EXERCISE AIM
Exact transcript, pictures excluded: write out every record below.

THE DATA

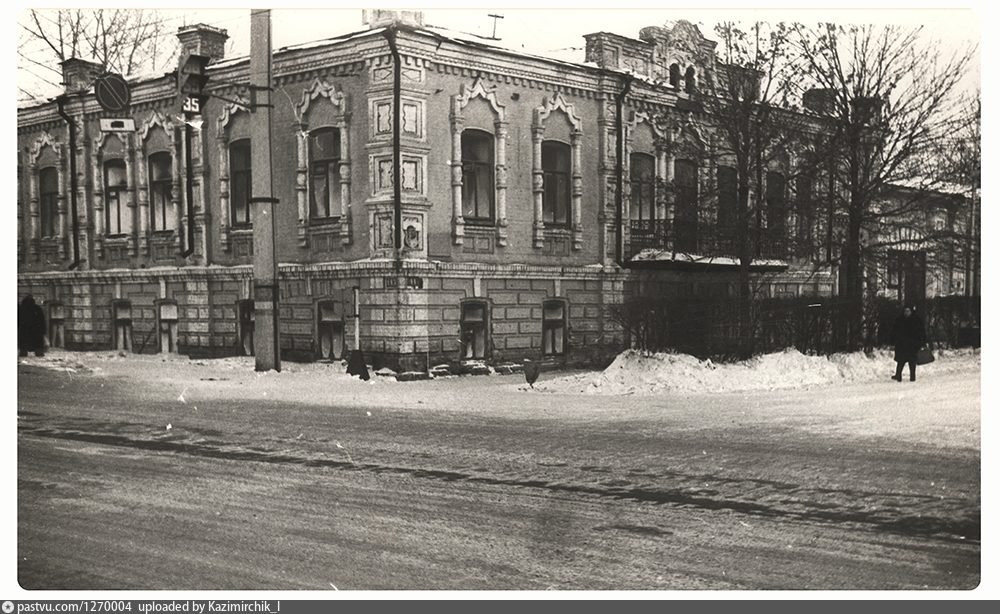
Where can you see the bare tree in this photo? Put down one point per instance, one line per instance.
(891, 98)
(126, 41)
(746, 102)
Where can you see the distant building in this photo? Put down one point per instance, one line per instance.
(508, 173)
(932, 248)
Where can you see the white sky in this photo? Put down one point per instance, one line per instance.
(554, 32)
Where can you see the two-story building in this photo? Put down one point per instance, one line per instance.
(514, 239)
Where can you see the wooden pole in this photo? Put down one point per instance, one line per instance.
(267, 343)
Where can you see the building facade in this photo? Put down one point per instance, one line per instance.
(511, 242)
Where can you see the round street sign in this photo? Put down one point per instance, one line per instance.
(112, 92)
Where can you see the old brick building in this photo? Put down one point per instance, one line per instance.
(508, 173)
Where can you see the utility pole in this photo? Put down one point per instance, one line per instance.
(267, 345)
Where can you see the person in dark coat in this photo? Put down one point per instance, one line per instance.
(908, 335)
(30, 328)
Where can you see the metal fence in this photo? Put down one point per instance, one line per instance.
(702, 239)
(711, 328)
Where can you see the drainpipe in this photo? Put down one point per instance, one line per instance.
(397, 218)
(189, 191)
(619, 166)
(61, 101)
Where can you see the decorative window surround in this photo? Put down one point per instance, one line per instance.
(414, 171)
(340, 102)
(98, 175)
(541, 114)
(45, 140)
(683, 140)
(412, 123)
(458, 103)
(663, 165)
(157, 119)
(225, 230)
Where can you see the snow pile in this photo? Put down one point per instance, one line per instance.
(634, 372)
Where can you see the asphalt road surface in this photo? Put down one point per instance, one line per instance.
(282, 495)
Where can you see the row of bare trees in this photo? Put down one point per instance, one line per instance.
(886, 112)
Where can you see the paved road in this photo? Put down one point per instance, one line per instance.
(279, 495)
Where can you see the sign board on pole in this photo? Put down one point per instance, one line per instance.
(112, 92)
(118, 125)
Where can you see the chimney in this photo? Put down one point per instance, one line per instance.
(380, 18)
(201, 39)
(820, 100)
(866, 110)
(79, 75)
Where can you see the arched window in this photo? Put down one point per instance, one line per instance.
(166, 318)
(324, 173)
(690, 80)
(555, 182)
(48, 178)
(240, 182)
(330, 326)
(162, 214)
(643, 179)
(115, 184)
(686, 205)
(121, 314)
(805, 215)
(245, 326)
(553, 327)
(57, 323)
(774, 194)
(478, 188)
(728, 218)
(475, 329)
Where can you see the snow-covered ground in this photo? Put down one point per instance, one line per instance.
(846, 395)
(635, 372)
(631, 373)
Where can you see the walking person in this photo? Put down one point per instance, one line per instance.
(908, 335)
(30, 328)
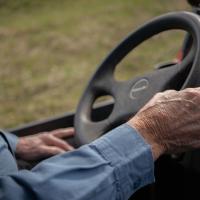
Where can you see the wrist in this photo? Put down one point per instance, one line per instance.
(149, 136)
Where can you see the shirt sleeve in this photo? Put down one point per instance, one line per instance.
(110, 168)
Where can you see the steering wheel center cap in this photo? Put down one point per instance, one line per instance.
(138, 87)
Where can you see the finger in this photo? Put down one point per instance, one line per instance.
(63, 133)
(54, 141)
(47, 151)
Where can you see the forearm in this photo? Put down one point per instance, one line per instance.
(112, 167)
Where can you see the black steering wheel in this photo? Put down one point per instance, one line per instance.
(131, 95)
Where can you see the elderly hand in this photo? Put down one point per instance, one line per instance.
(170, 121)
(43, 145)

ANSWER FOR THIS EXERCISE
Where can you see the bare tree in this photo? Put down one point per instance, one line per instance.
(891, 98)
(126, 41)
(746, 102)
Where can you see the distant building in this photo? Put down one point per instance, one line per instance.
(508, 173)
(932, 248)
Where can you see the white sky in this photo? Put down one point per instance, one line per instance.
(554, 32)
Where can you see the two-story building in this photo? Put down one point per instance, one line per instance.
(514, 239)
Where can you see the wooden pole in this photo? Put down one point per instance, one line per instance.
(267, 343)
Where can you see the building facade in this photo? Put down one point per instance, one line per instance.
(511, 242)
Where can you see the round street sign in this photo? Put down one point per instance, one line per instance.
(112, 92)
Where can you see the old brick building in this photo? Put down one point per instance, one line per instance.
(508, 173)
Where can you see the utility pole in this photo? Put down one point per instance, one line per instance.
(267, 345)
Where can you see the person in dark coat in this photo? Put down one point per instance, one line per instance.
(908, 335)
(30, 328)
Where can you see the metal fence in this photo? Put down one point per instance, one line per instance.
(702, 239)
(711, 328)
Where can you see the drainpipe in this photo? Put down one point per instance, one line per instance.
(397, 218)
(189, 191)
(619, 166)
(61, 101)
Where can you see the decorative window surround in this photo? Put down one point per instance, one line per instance.
(414, 171)
(340, 102)
(98, 175)
(541, 114)
(45, 140)
(683, 140)
(412, 123)
(458, 103)
(663, 165)
(157, 119)
(225, 230)
Where can you see the snow pile in this photo? Put down one point per instance, one line per instance.
(634, 372)
Where can you see the asphalt road surface in this photo? Put down one point per instance, one line per instance.
(282, 495)
Where can you see the row of bare trees in this photo? Put down one point per instance, one line per instance.
(886, 112)
Where can you see the paved road in this photo? Put down one point per instance, one line per instance.
(279, 495)
Where can you see the sign board on pole in this photo? Put down one point per instance, one line per instance.
(112, 92)
(118, 125)
Where can you see the chimney in this photo? Put down one point per instance, one line per instance.
(380, 18)
(201, 39)
(820, 100)
(866, 110)
(79, 75)
Where can you see the arched window in this photo? Put down one point per instance, one line per instance.
(166, 318)
(324, 173)
(690, 80)
(555, 182)
(48, 178)
(240, 182)
(330, 326)
(162, 214)
(643, 179)
(115, 184)
(686, 205)
(121, 314)
(805, 215)
(245, 326)
(553, 327)
(57, 323)
(774, 194)
(478, 188)
(728, 218)
(475, 329)
Where can you see the snow-covered ground in this photo? Put down one point per instance, one line per instance.
(846, 395)
(635, 372)
(631, 373)
Where can you see the walking person in this photo? Put down one point per instance, one line per instance.
(908, 335)
(30, 328)
Where can you see the wrist in this photo? Put down one point per instance, one line per instance.
(149, 136)
Where can you see the shirt sleeve in this photo? Put down one point per instance, one line per instance.
(110, 168)
Where can you see the steering wheel center cap in this photo? Put down one point per instance, one line per instance.
(138, 87)
Where can you see the finger in this photo? Put down one point per instance, one line per instance.
(63, 133)
(54, 141)
(47, 151)
Where can you see the forearm in this photo? Put down one point per instance, one line per instance.
(112, 167)
Where can you see the black steering wheel in this photo? Put down one point per instance, one line per instance.
(131, 95)
Where can you see the elderly hand in this photo? Put down one point per instance, one line per instance.
(170, 121)
(43, 145)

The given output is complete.